_TEXT EXTRACT_.
■ ■ ■
The exact INREC syntax for copying or converting one field into another (e.g. ZD to PD in a longer field) is product-dependent. The idea is: the field that SUM writes to is now 6 bytes PD at 26–31, which can hold a much larger total. Non-summed positions (e.g. 1–25) still come from the first record of the group; position 26–31 holds the sum.

Variable-Length Records

The names VLSHRT and NOVLSHRT also relate to how DFSORT handles variable-length (VB) records when record length is shorter than the maximum. In some products, VLSHRT improves performance or correctness for VB input; NOVLSHRT may be required when using SUM with variable-length data. If you use VB input and see unexpected truncation or abends with SUM, try NOVLSHRT or consult your manual for variable-length and SUM.

Explain It Like I'm Five

Imagine you have a small box that can only hold a number with 5 digits (like 99,999). You add up a lot of numbers and the total is 1,234,567. The box is too small. VLSHRT is like squeezing the number into the box by cutting off the front—you might get 34,567 in the box, but the real total was 1,234,567, so it’s wrong. NOVLSHRT is like the computer saying “I won’t put it in the box; I’ll stop and tell you to get a bigger box.” So you get a bigger box (a longer field) and try again. The “bigger box” in the computer is making the sum field longer with INREC.

Exercises

  1. Your amount field is 4-byte PD at 20–23. You sum by customer; the maximum records per customer is 50,000 and the max amount per record is 999,999. Can the sum overflow a 4-byte PD? What length PD would you need?
  2. Write OPTION and SUM control statements to sum a 5-byte ZD at 30–34 and to fail (not truncate) if the sum overflows.
■ ■ ■
_MATERIAL PROVIDED_.
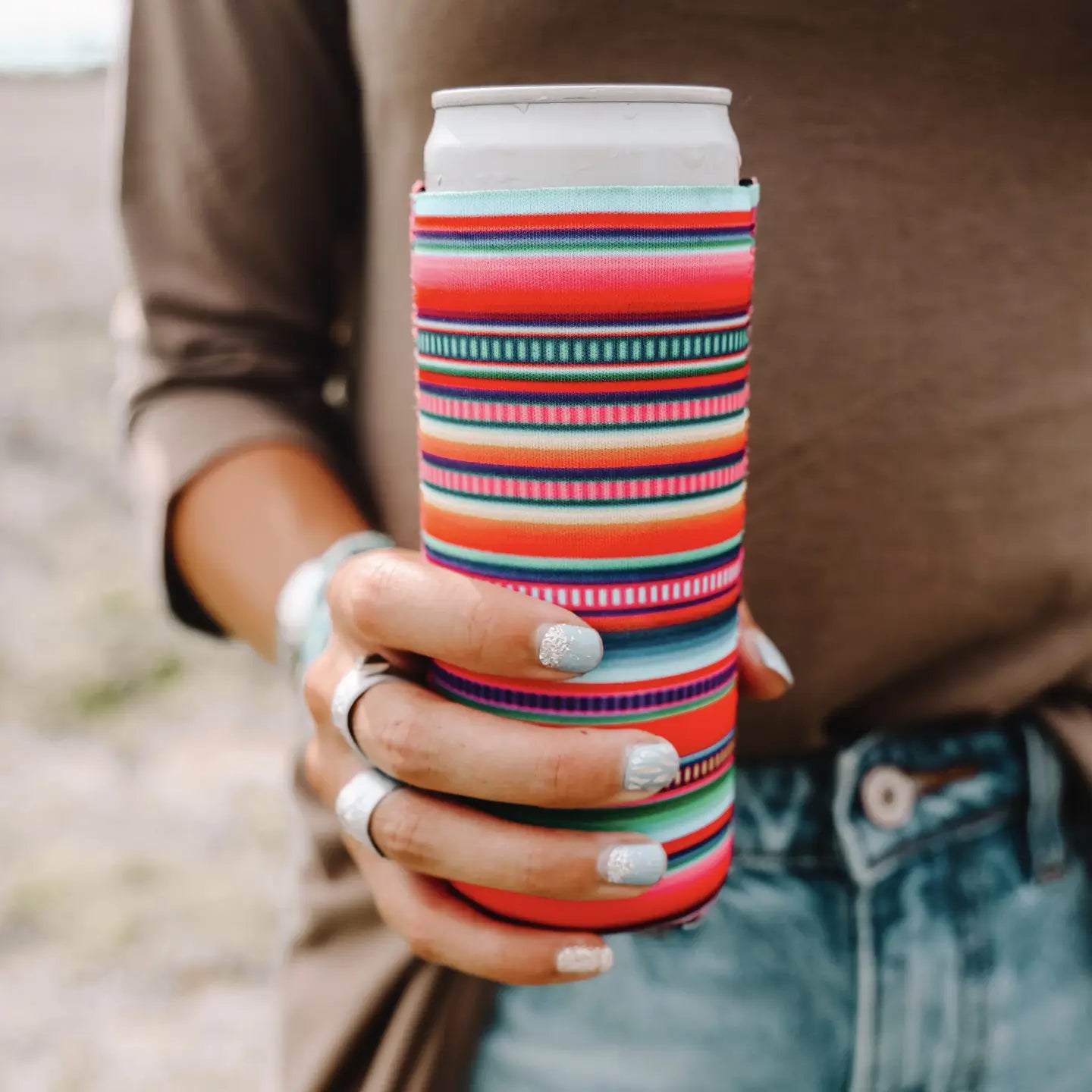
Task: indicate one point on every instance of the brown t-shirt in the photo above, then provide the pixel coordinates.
(920, 506)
■ ■ ■
_REQUIREMENTS_. Repeat the passage of the DFSORT text above word for word, from "Explain It Like" to "would you need?".

_FINAL RESULT_.
Explain It Like I'm Five

Imagine you have a small box that can only hold a number with 5 digits (like 99,999). You add up a lot of numbers and the total is 1,234,567. The box is too small. VLSHRT is like squeezing the number into the box by cutting off the front—you might get 34,567 in the box, but the real total was 1,234,567, so it’s wrong. NOVLSHRT is like the computer saying “I won’t put it in the box; I’ll stop and tell you to get a bigger box.” So you get a bigger box (a longer field) and try again. The “bigger box” in the computer is making the sum field longer with INREC.

Exercises

  1. Your amount field is 4-byte PD at 20–23. You sum by customer; the maximum records per customer is 50,000 and the max amount per record is 999,999. Can the sum overflow a 4-byte PD? What length PD would you need?